** START OF Supplied records **
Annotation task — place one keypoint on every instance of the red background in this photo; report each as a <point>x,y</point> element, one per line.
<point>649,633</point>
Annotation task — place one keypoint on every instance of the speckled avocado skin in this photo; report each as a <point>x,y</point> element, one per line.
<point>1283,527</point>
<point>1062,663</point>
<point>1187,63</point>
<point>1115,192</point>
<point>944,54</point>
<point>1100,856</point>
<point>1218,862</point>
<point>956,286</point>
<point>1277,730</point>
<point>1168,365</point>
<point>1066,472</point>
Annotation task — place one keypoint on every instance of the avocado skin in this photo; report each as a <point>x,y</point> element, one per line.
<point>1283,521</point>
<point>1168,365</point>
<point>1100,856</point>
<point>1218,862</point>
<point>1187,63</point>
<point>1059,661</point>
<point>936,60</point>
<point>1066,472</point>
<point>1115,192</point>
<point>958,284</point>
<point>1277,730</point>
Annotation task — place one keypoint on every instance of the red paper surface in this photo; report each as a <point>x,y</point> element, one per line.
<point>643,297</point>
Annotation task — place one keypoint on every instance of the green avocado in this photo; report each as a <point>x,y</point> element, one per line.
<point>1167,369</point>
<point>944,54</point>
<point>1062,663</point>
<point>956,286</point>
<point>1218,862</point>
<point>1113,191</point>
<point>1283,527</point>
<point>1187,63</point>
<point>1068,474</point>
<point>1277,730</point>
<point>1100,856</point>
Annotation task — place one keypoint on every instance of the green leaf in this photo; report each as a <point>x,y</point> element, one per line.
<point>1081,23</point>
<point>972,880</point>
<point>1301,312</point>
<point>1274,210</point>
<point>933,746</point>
** END OF Supplied records **
→ Your goal: Retype the stretch of data from the line containing "the green leaf" through the end of the data, without any changes.

→ Solution to this exercise:
Annotation task — place one keypoint on every instance of the green leaf in this photo; report each as a <point>x,y</point> element, one per line.
<point>1081,23</point>
<point>972,880</point>
<point>1301,312</point>
<point>1274,210</point>
<point>933,746</point>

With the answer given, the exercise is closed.